[Available data Boundary: Start]
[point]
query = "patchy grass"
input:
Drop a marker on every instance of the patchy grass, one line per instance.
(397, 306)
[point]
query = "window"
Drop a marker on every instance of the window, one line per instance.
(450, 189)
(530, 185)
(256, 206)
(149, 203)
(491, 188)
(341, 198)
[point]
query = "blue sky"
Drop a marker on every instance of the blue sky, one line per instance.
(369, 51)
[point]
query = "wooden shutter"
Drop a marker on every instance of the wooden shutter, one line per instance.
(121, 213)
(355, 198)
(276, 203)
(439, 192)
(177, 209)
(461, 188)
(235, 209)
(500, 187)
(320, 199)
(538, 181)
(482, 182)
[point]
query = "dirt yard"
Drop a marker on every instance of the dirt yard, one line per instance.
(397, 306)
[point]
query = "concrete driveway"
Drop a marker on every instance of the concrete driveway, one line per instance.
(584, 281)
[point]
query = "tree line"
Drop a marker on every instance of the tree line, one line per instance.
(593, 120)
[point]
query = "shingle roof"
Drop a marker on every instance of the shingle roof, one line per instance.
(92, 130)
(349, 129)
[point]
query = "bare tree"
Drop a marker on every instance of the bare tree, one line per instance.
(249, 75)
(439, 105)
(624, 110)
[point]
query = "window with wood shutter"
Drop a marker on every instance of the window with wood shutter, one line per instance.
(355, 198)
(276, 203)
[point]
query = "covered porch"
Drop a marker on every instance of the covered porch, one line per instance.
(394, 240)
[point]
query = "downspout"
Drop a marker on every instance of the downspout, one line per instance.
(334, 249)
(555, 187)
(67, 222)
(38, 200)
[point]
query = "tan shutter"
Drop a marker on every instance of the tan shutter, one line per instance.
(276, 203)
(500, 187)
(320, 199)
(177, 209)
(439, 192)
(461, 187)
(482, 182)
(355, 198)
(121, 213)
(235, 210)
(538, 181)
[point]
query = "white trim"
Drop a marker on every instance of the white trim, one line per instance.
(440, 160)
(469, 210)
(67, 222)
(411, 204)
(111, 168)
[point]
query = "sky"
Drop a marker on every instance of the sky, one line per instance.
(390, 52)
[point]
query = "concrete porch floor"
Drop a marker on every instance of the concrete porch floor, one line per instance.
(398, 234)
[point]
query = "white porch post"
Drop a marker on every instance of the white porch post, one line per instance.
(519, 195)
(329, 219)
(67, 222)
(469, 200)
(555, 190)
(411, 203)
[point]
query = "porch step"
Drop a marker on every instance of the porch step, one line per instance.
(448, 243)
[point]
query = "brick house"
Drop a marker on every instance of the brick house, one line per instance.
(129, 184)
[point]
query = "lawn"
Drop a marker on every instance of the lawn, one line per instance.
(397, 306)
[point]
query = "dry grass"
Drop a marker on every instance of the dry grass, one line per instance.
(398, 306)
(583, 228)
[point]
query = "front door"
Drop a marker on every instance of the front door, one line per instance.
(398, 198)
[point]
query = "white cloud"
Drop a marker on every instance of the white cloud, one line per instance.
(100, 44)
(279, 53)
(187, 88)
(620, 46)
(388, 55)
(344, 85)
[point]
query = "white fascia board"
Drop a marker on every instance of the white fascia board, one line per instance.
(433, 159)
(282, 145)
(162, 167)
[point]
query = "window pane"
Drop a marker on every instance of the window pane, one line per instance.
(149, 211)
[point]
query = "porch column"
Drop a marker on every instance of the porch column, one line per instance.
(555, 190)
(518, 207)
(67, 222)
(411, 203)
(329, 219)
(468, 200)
[Available data Boundary: End]
*Directions*
Each line of the records should be repeated exactly as it stands.

*Response to this task*
[point]
query = "patchy grass"
input:
Drop a marker on every instance of the patchy grass, one line per instance.
(397, 306)
[point]
query = "window"
Drop a marker on every instance of the window, one line per instance.
(450, 189)
(530, 185)
(256, 206)
(149, 203)
(491, 188)
(341, 198)
[point]
query = "blue sky"
Drop a marker on every instance of the blue sky, one line per instance.
(369, 51)
[point]
query = "wooden shutter"
Drop a marker on every instance of the wooden shutter, one line per instance.
(121, 213)
(355, 198)
(276, 203)
(439, 192)
(177, 209)
(461, 188)
(235, 209)
(500, 187)
(320, 199)
(538, 181)
(482, 182)
[point]
query = "dirt yard"
Drop a marker on every instance of the dirt yard, one line per instance.
(397, 306)
[point]
query = "concrete driveway"
Drop a marker on every instance of the concrete driveway, one line per instance.
(584, 281)
[point]
query = "tree line"
Drop a marker on every instance of the tree line, one line per instance.
(593, 120)
[point]
query = "shingle roof"
Drop a marker on every instance of the shingle roof, one line per instance.
(92, 130)
(349, 129)
[point]
query = "bare tree"
Drop a marker on every instance of the bare tree, one line per instance.
(249, 75)
(439, 105)
(624, 110)
[point]
query = "window with wood shutter"
Drop a marker on every instance of the window with wood shutter, one line per instance.
(355, 198)
(276, 203)
[point]
query = "covered porch"
Drop a marker on every instance of the covered porch, one line per instance.
(394, 240)
[point]
query = "downspout"
Drop a marker on every instance of the downspout, one line per instance.
(334, 249)
(555, 187)
(67, 222)
(38, 200)
[point]
query = "tan shutter"
Drop a marker on every instance of the tan shutter, one line per instance.
(276, 203)
(500, 187)
(320, 199)
(177, 209)
(439, 192)
(461, 187)
(482, 182)
(355, 198)
(121, 213)
(235, 210)
(538, 181)
[point]
query = "white trim"
Drop a marker on every instance of the white trim, one line per instance.
(440, 160)
(469, 210)
(67, 222)
(411, 204)
(111, 168)
[point]
query = "sky"
Drop a marker on every instance of the sky, one line per instance.
(390, 52)
[point]
query = "concrete porch floor"
Drop a marker on every instance of the concrete porch floor, one line per instance.
(398, 234)
[point]
query = "white porch post"
Drop a marker on every instance of the white porch post, one line per instance.
(519, 195)
(329, 219)
(67, 222)
(469, 200)
(555, 190)
(411, 203)
[point]
query = "porch step"
Drop a marker on every instance of the porch step, one line per instance.
(448, 243)
[point]
query = "brick house"
Drop a marker on every instance of the brick house, one line per instance.
(129, 184)
[point]
query = "lawn"
Drop a marker on every instance of the lawn, one line per instance.
(397, 306)
[point]
query = "dry grass"
Drop a marker on every instance of the dry grass, one line per instance.
(398, 306)
(583, 228)
[point]
query = "front door"
Drop a marker on every instance of the front door, one line per instance.
(398, 198)
[point]
query = "white cloud"
Drop a marker on every instance of the white cloud, one line per instance.
(100, 44)
(279, 53)
(187, 88)
(620, 46)
(388, 55)
(344, 85)
[point]
query = "white fascia board"
Drop a marker on every instance of the white fascia board, one line per instance.
(433, 159)
(282, 145)
(162, 167)
[point]
query = "window pane"
Drop a marker on every instance of the window pane, one line per instance.
(149, 211)
[point]
query = "porch column"
Drop a marker on every instance of the porch column, one line per instance.
(555, 190)
(518, 207)
(67, 222)
(411, 203)
(329, 219)
(468, 200)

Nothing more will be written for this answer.